__Task input__
---*---

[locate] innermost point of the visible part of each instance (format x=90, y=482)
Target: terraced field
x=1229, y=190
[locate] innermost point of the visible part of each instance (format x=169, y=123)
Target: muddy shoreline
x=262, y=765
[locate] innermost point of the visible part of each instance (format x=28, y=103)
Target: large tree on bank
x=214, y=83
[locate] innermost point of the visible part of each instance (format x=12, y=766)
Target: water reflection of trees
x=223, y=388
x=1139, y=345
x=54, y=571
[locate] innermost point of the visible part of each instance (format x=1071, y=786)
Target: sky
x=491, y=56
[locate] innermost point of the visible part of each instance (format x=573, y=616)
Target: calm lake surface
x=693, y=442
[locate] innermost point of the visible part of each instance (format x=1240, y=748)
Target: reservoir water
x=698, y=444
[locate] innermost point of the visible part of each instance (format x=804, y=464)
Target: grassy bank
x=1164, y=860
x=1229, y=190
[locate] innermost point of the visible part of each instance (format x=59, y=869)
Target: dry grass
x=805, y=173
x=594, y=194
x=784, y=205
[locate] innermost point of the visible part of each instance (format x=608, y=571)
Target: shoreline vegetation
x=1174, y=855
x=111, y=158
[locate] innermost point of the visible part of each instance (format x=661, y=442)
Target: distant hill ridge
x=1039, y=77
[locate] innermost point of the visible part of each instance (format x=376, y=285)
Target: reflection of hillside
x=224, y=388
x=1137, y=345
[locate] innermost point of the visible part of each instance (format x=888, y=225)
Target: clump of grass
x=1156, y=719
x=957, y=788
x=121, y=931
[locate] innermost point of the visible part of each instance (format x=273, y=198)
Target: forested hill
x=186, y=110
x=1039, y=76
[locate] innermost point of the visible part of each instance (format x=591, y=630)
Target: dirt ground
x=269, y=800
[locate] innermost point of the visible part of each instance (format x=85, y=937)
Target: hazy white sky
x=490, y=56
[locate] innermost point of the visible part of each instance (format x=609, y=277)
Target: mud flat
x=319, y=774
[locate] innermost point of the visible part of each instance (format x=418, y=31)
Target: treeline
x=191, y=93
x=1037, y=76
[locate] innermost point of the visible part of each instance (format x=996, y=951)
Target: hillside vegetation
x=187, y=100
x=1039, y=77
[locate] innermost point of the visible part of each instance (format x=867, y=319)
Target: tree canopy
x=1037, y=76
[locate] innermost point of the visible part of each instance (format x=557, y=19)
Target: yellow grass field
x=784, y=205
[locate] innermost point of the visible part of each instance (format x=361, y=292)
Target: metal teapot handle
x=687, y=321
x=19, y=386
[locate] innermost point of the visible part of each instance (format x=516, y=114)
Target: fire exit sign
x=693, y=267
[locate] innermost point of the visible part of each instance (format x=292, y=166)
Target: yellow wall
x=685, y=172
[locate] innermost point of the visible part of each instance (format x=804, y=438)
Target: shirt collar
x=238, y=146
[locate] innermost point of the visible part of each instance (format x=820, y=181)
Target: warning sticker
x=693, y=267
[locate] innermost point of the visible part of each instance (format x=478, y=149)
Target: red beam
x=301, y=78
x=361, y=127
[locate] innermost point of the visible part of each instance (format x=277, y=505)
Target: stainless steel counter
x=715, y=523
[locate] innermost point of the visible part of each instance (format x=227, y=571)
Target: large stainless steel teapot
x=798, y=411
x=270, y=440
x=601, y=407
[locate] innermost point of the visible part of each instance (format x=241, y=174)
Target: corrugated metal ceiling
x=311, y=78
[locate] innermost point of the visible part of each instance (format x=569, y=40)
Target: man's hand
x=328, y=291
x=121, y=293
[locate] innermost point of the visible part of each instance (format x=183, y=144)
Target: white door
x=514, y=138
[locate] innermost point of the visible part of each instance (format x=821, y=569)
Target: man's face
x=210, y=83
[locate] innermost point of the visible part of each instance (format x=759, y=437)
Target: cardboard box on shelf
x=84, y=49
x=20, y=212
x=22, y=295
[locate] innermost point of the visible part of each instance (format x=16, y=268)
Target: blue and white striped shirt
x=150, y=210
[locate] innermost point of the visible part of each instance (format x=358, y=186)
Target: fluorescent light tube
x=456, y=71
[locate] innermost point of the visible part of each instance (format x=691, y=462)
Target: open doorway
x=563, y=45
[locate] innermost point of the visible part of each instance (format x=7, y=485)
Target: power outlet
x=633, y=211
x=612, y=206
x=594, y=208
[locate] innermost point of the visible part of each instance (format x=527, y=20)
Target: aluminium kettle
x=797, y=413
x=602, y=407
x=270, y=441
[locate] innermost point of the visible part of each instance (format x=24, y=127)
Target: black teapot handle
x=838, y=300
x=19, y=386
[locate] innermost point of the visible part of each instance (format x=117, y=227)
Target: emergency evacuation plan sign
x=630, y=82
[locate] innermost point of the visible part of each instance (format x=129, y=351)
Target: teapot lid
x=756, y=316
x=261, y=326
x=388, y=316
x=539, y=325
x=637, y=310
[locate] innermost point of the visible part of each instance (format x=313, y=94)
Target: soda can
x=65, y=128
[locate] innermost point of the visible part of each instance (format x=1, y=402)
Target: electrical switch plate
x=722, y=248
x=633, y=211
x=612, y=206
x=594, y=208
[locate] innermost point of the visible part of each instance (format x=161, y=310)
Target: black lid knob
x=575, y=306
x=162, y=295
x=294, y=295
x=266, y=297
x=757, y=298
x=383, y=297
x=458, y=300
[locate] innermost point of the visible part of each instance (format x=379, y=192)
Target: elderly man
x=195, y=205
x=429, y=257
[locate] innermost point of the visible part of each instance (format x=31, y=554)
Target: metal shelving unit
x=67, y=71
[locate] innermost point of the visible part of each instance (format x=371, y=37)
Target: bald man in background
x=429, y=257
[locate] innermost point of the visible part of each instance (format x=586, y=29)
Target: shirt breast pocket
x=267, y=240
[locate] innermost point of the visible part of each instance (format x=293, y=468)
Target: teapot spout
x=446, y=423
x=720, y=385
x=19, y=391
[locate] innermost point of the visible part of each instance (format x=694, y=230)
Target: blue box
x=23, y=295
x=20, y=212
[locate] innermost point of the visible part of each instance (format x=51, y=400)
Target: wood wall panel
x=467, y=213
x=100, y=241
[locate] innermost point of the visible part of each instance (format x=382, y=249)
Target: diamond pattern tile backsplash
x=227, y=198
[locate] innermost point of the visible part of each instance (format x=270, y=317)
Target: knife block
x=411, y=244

---*---

__Directions for this task__
The data should be transcribed exactly, line for line.

__Answer to the problem__
[locate] innermost point of the visible part of each instance (format x=90, y=482)
Target: terraced field
x=1229, y=190
[locate] innermost point of the visible part of each instance (format x=169, y=123)
Target: muddy shoreline
x=262, y=765
[locate] innermost point of the visible part of each instance (format x=28, y=103)
Target: large tree on bank
x=214, y=83
[locate] innermost point of the visible part of each instance (format x=12, y=766)
Target: water reflection of trees
x=223, y=388
x=1139, y=345
x=54, y=571
[locate] innermost point of the visible part of each instance (format x=1071, y=786)
Target: sky
x=491, y=56
[locate] innermost point of the visible part of each instance (format x=573, y=616)
Target: calm lake surface
x=693, y=442
[locate] innermost point of the visible part of each instance (format x=1240, y=748)
Target: reservoir water
x=698, y=444
[locate] innermost point of the visible part of each instance (format x=804, y=464)
Target: grassy bank
x=1164, y=860
x=1229, y=190
[locate] innermost point of the visible part of each instance (format x=59, y=869)
Target: dry grass
x=805, y=173
x=594, y=194
x=784, y=205
[locate] innermost point of the visible part of each instance (format x=608, y=571)
Target: shoreline vegetation
x=1174, y=855
x=111, y=158
[locate] innermost point of the visible part of each instance (format x=661, y=442)
Target: distant hill ridge
x=1039, y=77
[locate] innermost point of the visible part of each instance (format x=376, y=285)
Target: reflection of hillside
x=224, y=388
x=1137, y=345
[locate] innermost point of the visible part of each instance (format x=888, y=225)
Target: clump of grass
x=1156, y=719
x=957, y=788
x=121, y=931
[locate] innermost point of the visible part of each instance (format x=273, y=198)
Target: forested hill
x=186, y=110
x=1039, y=76
[locate] innermost point of the visible part of each instance (format x=591, y=630)
Target: dirt ground
x=269, y=800
[locate] innermost point of the visible part of each instance (format x=85, y=937)
Target: hazy white sky
x=490, y=56
[locate] innermost point of the visible part of each instance (format x=609, y=277)
Target: mud flat
x=319, y=774
[locate] innermost point of the visible part of each instance (format x=418, y=31)
Target: treeline
x=191, y=93
x=1037, y=76
[locate] innermost point of the visible part of each instance (format x=996, y=951)
Target: hillside vegetation
x=187, y=100
x=1039, y=77
[locate] innermost point of the visible part of each instance (format x=867, y=319)
Target: tree canopy
x=1037, y=76
[locate] innermost point of the visible part of each instance (format x=557, y=19)
Target: yellow grass field
x=784, y=205
[locate] innermost point of the visible part of each instance (format x=361, y=292)
Target: metal teapot handle
x=687, y=321
x=19, y=386
[locate] innermost point of the visible part of each instance (format x=516, y=114)
Target: fire exit sign
x=693, y=267
[locate] innermost point of the visible part of each instance (format x=292, y=166)
Target: yellow wall
x=685, y=172
[locate] innermost point of the visible part of each instance (format x=804, y=438)
Target: shirt collar
x=238, y=146
[locate] innermost point of the visible part of each instance (format x=820, y=181)
Target: warning sticker
x=693, y=267
[locate] innermost point of the visible part of each instance (format x=478, y=149)
Target: red beam
x=301, y=78
x=361, y=127
[locate] innermost point of the visible part of each instance (format x=277, y=505)
Target: stainless steel counter
x=715, y=523
[locate] innermost point of the visible part of each instance (format x=227, y=571)
Target: large stainless steel teapot
x=798, y=411
x=270, y=440
x=601, y=407
[locate] innermost point of the visible part of each instance (format x=241, y=174)
Target: corrugated metal ceiling
x=311, y=78
[locate] innermost point of the visible part of each instance (format x=569, y=40)
Target: man's hand
x=328, y=291
x=121, y=293
[locate] innermost point of the visible part of each instance (format x=183, y=144)
Target: white door
x=514, y=138
[locate] innermost point of the visible part of each instance (format x=821, y=569)
Target: man's face
x=210, y=83
[locate] innermost point of the visible part of each instance (format x=759, y=437)
Target: cardboard box on shelf
x=84, y=49
x=20, y=212
x=22, y=295
[locate] innermost point of the visible part of each instance (format x=16, y=268)
Target: blue and white striped shirt
x=150, y=210
[locate] innermost point of the visible part of each instance (format x=358, y=186)
Target: fluorescent light tube
x=456, y=71
[locate] innermost point of the visible part of each instance (format x=691, y=462)
Target: open doorway
x=563, y=45
[locate] innermost point of the visible part of each instance (format x=7, y=485)
Target: power outlet
x=633, y=211
x=612, y=206
x=594, y=208
[locate] innermost point of the visible part of each instance (format x=527, y=20)
Target: aluminium kettle
x=797, y=413
x=602, y=407
x=270, y=441
[locate] innermost point of the visible part of each instance (format x=24, y=127)
Target: black teapot handle
x=838, y=300
x=19, y=386
[locate] innermost point of the visible part of each instance (format x=117, y=227)
Target: emergency evacuation plan sign
x=630, y=82
[locate] innermost point of the visible part of each instance (format x=129, y=351)
Target: teapot lid
x=756, y=316
x=261, y=326
x=388, y=316
x=539, y=325
x=637, y=310
[locate] innermost point of the visible part of each instance (format x=313, y=94)
Target: soda can
x=65, y=128
[locate] innermost point of the visible part of each instance (format x=1, y=402)
Target: electrical switch plate
x=722, y=248
x=633, y=211
x=612, y=206
x=594, y=208
[locate] innermost point of the visible part of each instance (format x=161, y=310)
Target: black lid knob
x=575, y=306
x=162, y=295
x=294, y=295
x=266, y=297
x=757, y=298
x=383, y=297
x=458, y=300
[locate] innermost point of the visible part of each instance (format x=379, y=192)
Target: elderly man
x=195, y=205
x=429, y=257
[locate] innermost point of the visible part of each instance (format x=31, y=554)
Target: metal shelving unit
x=67, y=71
[locate] innermost point of the visible part of each instance (format x=371, y=37)
Target: bald man in background
x=429, y=257
[locate] innermost point of the visible part of each instance (format x=586, y=29)
Target: shirt breast pocket
x=267, y=240
[locate] innermost point of the visible part of each instance (format x=293, y=468)
Target: teapot spout
x=446, y=423
x=720, y=385
x=19, y=391
[locate] innermost point of the visible part of each instance (format x=694, y=230)
Target: blue box
x=23, y=295
x=20, y=212
[locate] innermost point of the visible part of each instance (format x=51, y=400)
Target: wood wall panel
x=467, y=213
x=100, y=241
[locate] innermost point of the visible part of each instance (format x=382, y=249)
Target: diamond pattern tile backsplash
x=227, y=198
[locate] innermost point of the visible part of each instance (format x=270, y=317)
Target: knife block
x=411, y=244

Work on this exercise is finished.